--- START Data lines ---

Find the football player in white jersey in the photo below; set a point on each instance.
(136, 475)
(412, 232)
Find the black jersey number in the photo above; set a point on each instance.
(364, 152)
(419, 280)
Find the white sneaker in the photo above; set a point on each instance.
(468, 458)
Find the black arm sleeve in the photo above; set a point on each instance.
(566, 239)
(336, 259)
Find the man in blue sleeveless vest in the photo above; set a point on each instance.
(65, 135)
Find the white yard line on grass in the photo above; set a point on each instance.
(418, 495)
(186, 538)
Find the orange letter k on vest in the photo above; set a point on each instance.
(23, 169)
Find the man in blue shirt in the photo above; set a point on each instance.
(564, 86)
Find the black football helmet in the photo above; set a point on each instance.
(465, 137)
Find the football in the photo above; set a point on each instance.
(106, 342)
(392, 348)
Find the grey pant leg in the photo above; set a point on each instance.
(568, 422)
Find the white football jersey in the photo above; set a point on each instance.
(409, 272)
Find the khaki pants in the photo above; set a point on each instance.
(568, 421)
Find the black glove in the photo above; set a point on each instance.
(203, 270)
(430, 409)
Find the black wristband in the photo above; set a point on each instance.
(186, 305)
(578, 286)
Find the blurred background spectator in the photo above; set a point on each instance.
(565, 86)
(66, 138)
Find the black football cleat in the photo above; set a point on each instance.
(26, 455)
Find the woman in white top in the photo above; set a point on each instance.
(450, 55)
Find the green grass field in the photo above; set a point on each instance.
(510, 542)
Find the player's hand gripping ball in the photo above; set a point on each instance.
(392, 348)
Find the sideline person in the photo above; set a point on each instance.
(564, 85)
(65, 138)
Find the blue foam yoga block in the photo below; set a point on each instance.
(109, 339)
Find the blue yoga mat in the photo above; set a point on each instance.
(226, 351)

--- END Data lines ---
--- START Data lines ---

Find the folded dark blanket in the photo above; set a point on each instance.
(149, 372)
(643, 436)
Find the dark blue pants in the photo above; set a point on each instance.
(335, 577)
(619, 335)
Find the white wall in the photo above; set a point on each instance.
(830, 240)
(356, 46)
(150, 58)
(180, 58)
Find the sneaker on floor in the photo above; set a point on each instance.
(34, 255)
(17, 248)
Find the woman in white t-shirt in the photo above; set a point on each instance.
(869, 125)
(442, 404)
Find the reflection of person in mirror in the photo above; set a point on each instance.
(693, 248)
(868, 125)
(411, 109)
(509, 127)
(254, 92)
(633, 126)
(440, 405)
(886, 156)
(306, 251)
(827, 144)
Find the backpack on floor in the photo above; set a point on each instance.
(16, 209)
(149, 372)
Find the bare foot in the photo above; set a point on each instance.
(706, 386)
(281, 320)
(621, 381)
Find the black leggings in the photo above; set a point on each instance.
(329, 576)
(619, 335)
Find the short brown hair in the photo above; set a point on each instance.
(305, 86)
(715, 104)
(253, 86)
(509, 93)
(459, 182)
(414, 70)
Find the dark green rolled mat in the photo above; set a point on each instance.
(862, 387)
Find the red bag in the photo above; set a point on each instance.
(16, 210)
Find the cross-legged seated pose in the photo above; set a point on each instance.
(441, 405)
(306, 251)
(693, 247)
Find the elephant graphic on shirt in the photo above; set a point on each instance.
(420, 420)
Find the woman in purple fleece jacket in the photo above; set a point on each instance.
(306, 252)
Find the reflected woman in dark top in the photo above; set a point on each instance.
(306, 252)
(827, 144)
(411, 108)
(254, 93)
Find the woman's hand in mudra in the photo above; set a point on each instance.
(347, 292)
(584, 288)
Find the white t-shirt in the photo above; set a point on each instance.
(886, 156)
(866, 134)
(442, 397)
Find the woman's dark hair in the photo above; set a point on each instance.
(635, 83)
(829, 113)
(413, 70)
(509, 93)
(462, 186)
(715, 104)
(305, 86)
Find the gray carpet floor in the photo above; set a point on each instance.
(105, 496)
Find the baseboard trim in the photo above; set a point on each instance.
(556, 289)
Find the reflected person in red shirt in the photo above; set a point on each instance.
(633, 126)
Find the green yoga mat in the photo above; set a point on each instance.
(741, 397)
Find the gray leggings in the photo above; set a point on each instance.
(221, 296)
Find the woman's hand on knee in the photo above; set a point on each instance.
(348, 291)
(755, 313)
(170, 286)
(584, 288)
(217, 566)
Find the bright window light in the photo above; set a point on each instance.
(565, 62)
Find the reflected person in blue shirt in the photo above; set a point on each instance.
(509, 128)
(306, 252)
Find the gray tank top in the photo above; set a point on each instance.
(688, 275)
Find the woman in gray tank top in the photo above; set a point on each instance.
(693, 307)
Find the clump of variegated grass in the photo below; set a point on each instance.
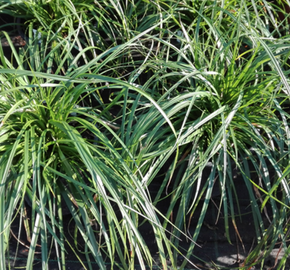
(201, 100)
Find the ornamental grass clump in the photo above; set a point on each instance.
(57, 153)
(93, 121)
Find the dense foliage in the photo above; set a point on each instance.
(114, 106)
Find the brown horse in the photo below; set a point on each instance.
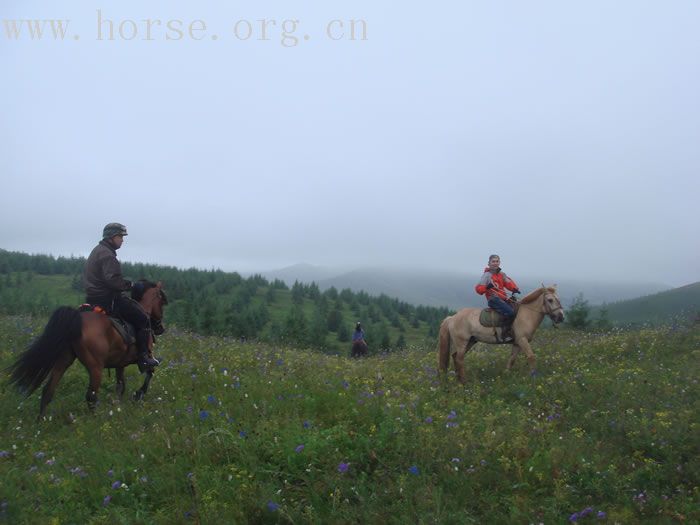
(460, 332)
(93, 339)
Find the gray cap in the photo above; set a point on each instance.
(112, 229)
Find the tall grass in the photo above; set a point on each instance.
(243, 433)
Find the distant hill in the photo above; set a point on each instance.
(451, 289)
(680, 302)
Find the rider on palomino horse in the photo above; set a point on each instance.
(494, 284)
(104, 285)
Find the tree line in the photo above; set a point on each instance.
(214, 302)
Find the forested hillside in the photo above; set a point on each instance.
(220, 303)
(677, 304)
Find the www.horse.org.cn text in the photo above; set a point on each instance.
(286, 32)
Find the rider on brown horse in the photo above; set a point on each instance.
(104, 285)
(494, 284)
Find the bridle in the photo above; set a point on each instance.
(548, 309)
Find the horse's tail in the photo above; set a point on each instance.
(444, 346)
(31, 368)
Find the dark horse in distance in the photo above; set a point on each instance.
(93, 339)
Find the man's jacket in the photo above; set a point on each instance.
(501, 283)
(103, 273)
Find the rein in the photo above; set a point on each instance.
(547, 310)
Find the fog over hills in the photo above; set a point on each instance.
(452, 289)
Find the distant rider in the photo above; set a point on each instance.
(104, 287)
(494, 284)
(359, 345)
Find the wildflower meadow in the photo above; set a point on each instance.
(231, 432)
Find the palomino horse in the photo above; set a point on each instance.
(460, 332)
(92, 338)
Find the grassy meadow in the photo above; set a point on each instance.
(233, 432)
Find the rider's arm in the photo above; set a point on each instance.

--- END Data lines ---
--- START Data lines ---

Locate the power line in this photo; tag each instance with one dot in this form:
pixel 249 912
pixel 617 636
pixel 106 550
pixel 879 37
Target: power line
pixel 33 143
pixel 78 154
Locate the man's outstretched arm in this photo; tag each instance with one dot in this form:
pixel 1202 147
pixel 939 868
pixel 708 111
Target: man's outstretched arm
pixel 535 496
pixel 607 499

--- END Data lines ---

Please extract every line in the rows above that contains the word "white" and copy each such line in full.

> [Task result]:
Find the football player in white jersey in the photo below; set a point on each instance.
Find the white sneaker in the photo above; set a point on each instance.
Find the white yard line on grass in the photo above; set a point on each instance.
Find the white football jersey in the photo above; set a point on each instance.
Find the woman in white top in the photo above; set a point on each instance.
Find the white wall in the photo above; set a point on each instance.
Find the woman in white t-shirt in the photo above; set a point on each instance.
Find the white t-shirt in the photo above; set a point on each instance.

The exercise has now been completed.